A Recurrent Neural Network Framework for Predicting Asset Returns 


The investing profession is unlike most other professions. To achieve excellent performance you need to act differently than the majority. If a group of proficient engineers collaborate in building a light bulb, they’ll probably come up with a well designed light bulb. This is because there is a solution to this problem that doesn’t depend on other light bulb designs. A light bulb is not a complex adaptive system. In the markets, a similar group of collaboration would not lead to an excellent outcome. Whatever the majority perceives to be right gets priced into the market. It is therefore necessary that actions of the excellent professional are contrary to the opinion of the majority. Of course, this is not yet a sufficient set of conditions. Importantly, the conclusions giving rise to the actions have to be in some kind of way better. I have no doubt the reader realizes that the first element of this argument is contained in the second one, as ‘better’ necessarily implies ‘different’. I think it is useful nonetheless to state the condition explicitly as to not set oneself up for failure. In a strict sense, all the efforts directed to reading books, blogs, news, analyses, and basically anything else by other people would be wasted, not even pointing out the fact that in many cases if they really had this informational edge, why would they sell it to you instead of acting on it themselves gaining much more in the process. I think the argument in its strict form is not always true as e.g. value investing capitalizes on superiority of emotional stamina instead of an informational advantage.

Instead of following well known investing strategies, I’m focussing my efforts on developing systems that generate truly unique strategies. For that it’s useful to state fundamental principles that excellent investing strategies must abide to, and reasoning from there upwards.

Job 1> Summarize the text on investing in two sentences.
Job 2> Write the next part of the text on investing, picking up after its last sentence.
The entries are not needed.

Entries from a dataset>

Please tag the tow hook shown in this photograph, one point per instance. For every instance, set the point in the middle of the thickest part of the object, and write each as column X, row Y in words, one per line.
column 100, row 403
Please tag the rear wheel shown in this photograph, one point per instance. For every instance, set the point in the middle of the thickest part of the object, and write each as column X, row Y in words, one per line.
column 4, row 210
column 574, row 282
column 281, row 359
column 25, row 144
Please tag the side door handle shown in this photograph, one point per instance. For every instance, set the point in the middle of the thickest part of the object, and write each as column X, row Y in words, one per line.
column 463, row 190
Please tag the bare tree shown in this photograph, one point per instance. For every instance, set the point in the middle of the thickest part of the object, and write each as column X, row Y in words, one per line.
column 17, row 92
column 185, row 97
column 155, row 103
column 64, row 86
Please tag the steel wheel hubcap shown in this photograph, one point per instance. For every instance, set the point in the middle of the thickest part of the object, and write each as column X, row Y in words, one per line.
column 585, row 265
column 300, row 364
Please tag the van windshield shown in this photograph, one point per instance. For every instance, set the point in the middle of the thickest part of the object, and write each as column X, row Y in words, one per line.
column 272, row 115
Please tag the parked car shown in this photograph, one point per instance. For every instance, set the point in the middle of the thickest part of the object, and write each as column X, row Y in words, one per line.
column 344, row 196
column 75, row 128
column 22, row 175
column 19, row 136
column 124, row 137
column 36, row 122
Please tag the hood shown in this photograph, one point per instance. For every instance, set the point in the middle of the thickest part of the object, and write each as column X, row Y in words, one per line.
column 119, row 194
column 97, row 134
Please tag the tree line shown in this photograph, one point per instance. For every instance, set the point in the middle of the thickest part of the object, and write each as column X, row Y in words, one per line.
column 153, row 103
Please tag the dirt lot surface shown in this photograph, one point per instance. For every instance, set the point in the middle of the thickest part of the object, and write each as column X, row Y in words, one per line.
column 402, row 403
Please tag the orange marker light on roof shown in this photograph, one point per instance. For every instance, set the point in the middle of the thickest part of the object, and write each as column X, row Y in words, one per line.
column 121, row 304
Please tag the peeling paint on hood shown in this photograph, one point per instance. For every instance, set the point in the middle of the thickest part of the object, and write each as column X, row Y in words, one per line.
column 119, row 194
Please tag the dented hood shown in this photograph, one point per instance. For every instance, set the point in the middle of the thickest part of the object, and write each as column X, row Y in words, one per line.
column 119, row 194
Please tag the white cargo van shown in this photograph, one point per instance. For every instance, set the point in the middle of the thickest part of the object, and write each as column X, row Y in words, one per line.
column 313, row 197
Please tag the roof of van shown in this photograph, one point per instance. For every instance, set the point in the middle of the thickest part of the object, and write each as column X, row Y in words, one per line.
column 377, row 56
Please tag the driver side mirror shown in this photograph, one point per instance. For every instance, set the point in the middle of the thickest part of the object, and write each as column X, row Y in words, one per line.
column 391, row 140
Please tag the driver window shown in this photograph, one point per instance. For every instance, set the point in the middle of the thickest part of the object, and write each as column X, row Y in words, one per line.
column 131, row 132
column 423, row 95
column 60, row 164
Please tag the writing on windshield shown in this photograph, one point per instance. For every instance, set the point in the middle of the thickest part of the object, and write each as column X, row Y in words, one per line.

Exercise result 1> Excellent investing performance requires acting differently from the majority, since whatever the majority perceives as right is already priced into the market, and the conclusions behind those actions must also be better. Instead of following well-known strategies, the writer is developing systems that generate truly unique strategies by stating fundamental principles and reasoning upward from them.

Exercise result 2>
  1. Diversification with uncorrelated (or even better negatively correlated) return streams
  2. Compounding
  3. Reducing the risk of catastrophic losses to practically zero
  4. Having an edge

The standard deviation of a portfolio’s return stream declines with the square root of the number of uncorrelated assets (n) within that equally weighted portfolio. It is critically important that these assets — or rather the income streams from trading these assets, which are not the same thing — are uncorrelated. If you had a portfolio of 30 equally weighted assets, and these assets would give you income streams 60% correlated with each other and each stream had a Sharpe ratio — the expected excess rate of return divided by its standard deviation— of 0.2, then the portfolio Sharpe ratio would be: Sharpe_c = n*0.2/(n + 2*n(n − 1)/2 *0.6)^0.5 =0.255. Combining correlated assets only results in a small reduction in risk. Contrast this with the Sharpe ratio assuming uncorrelated assets: Sharpe_u = n*0.2/(n)^0.5 = n^0.5 * 0.2 = 1.095. Here the covariance part of the variance vanishes. The result is a much higher reduction in risk. Furthermore, asymptotically, as n gets large, the risk approaches zero in the uncorrelated case but not in the correlated case. To illustrate, if you would include 100 assets in the portfolio instead of 30, you would get a Sharpe ratio of Sharpe_u = 100^0.5*0.2 = 10*0.2 = 2 in the scenario where the return streams are uncorrelated. Again assuming 60% pairwise correlation, the Sharpe ratio is a mere Sharpe_c = 0.257 for the n=100 portfolio, almost no improvement against the n=30 portfolio.

As I, and this blog, started out with the value investing philosophy, I will shortly run this philosophy by the aforementioned principles. The core principles of value investing match point 2, 3, and 4 — point 1, however, is at odds. Since most value investors are long only stock pickers, diversification is a serious challenge for them. First since a comprehensive fundamental analysis is necessary to evaluate whether or not the investor has an edge in his favor, he will soon reach the limit of his capacity. It is simply not feasible to evaluate thousands of opportunities to come up with a selected basked of, say, 100 stocks without compromising quality. But even if he could, it would not result in true diversification as stocks are correlated and as n gets large the total variance is dominated by the covariance part. This is the reason why many value investors declare diversification beyond a certain threshold — typically between 5 and 50 — as useless and instead focus their funds on their most cherished ideas. If thats not enough to convince you that value investing, as it is practiced by most individuals, has a problem with diversification, consider the fact that Asness et al. (2013) found that the value premium is correlated across asset classes. So even if a more sophisticated value investor would consider a long/short value strategy across even uncorrelated asset classes, the transformation his investment strategy would apply to the asset return streams would yield correlated portfolio constituents. To be clear, I don’t discount value investing as a valuable part of a portfolio. It just can’t be an optimal strategy on its own.

Let’s return to the fundamental principles. The second principle is compounding. As Albert Einstein reportedly said  “Compound interest is the eighth wonder of the world. He who understands it, earns it … he who doesn’t … pays it.” Simply put 10% compounded for 100 periods is not 100*10% = 1,000% but 1.1^100-1 = 1,378,000%.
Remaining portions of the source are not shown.